Given problem: Find the line that contains "Would you be able to indicate the asphalt" in the entries below. Output it and each later line exactly, and nothing else.

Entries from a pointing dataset
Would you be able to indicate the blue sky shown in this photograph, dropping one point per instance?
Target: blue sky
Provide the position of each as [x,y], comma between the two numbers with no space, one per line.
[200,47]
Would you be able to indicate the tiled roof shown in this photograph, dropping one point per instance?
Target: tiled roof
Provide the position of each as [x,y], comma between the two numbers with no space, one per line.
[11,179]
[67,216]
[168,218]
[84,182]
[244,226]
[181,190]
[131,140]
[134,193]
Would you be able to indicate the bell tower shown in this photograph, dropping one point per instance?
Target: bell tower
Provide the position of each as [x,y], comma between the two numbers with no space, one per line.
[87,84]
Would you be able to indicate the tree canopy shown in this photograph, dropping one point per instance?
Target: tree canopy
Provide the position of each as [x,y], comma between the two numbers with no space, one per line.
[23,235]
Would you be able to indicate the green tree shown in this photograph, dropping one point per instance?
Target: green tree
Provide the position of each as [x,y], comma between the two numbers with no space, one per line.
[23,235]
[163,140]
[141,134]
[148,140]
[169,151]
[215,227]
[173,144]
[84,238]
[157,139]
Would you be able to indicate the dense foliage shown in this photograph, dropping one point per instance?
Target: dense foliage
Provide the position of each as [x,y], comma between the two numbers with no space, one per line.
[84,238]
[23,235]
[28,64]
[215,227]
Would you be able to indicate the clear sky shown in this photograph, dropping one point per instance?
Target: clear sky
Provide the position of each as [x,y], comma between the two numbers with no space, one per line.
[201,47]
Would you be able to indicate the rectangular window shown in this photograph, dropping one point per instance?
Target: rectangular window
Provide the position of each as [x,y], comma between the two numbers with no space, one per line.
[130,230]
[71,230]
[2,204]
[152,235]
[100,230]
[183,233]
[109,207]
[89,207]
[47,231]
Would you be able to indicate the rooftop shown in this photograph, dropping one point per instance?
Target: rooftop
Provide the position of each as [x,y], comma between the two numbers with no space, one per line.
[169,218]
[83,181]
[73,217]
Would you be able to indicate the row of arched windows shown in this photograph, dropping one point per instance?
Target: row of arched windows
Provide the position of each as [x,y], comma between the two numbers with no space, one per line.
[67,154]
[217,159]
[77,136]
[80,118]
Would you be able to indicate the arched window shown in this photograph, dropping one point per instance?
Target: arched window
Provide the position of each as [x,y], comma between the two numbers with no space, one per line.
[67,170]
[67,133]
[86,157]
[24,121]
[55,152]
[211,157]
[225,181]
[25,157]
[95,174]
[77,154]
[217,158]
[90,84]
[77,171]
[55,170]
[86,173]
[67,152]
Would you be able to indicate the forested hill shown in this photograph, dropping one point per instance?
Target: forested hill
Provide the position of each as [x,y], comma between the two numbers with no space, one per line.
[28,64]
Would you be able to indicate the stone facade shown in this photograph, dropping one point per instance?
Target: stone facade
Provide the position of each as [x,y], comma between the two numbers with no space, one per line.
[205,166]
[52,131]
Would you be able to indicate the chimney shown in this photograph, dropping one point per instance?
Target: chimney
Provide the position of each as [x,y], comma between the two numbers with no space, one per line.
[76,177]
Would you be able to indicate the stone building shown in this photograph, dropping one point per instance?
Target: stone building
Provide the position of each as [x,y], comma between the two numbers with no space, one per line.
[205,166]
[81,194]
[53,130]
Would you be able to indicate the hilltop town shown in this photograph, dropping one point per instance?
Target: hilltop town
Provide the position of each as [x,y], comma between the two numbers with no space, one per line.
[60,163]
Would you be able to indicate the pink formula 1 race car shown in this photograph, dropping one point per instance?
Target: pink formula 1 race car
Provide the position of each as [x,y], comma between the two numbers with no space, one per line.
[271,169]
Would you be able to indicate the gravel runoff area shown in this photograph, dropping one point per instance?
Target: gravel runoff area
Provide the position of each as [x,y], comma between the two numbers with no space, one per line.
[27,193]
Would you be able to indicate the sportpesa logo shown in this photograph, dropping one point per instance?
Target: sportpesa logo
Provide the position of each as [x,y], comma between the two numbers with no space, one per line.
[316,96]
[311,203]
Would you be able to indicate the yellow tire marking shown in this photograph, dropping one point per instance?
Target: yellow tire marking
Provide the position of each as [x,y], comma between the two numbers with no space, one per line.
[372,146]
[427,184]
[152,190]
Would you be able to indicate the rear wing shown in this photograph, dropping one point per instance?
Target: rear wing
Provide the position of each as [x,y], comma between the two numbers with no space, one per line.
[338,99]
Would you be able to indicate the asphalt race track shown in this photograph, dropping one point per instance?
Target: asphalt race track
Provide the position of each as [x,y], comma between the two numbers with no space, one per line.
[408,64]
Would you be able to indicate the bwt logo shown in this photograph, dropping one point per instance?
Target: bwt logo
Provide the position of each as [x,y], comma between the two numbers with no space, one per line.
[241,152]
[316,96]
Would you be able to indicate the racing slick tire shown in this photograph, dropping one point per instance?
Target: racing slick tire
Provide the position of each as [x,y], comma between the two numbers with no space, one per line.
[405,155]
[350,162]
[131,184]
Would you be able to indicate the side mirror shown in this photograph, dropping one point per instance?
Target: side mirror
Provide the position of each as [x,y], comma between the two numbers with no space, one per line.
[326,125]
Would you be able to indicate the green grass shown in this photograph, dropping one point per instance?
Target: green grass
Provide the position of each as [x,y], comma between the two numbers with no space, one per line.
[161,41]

Reply:
Would you be able to indicate the asphalt race track shown in this photograph, dropping one point per instance?
Target: asphalt race track
Provide the position of each as [x,y], comma between the two numbers with no space, one per line.
[408,64]
Would you be able to indicate the bwt logo shown in this photograph, dropping one point per instance?
Target: bwt logo
Provide the position of each as [x,y], comma between the two numbers with no space, one per line.
[241,152]
[316,96]
Would you be able to indicate the racing slick tire shown in this photograph, dropping one point per instance?
Target: racing slick tire
Provide the position of each as [x,y], comma between the two numbers with no space, one per line.
[405,155]
[350,162]
[131,184]
Would you be able to indicate the side mirror shown in this photograph, dropping one point per instance?
Target: side mirror
Provide the position of each as [x,y], comma between the two numbers with no space, one per line.
[326,125]
Would you be able to indicate the green grass shown in this photograph, dropping one point per instance?
Target: green grass
Provide the position of each as [x,y], comma between the two numbers with no space, one per line.
[161,41]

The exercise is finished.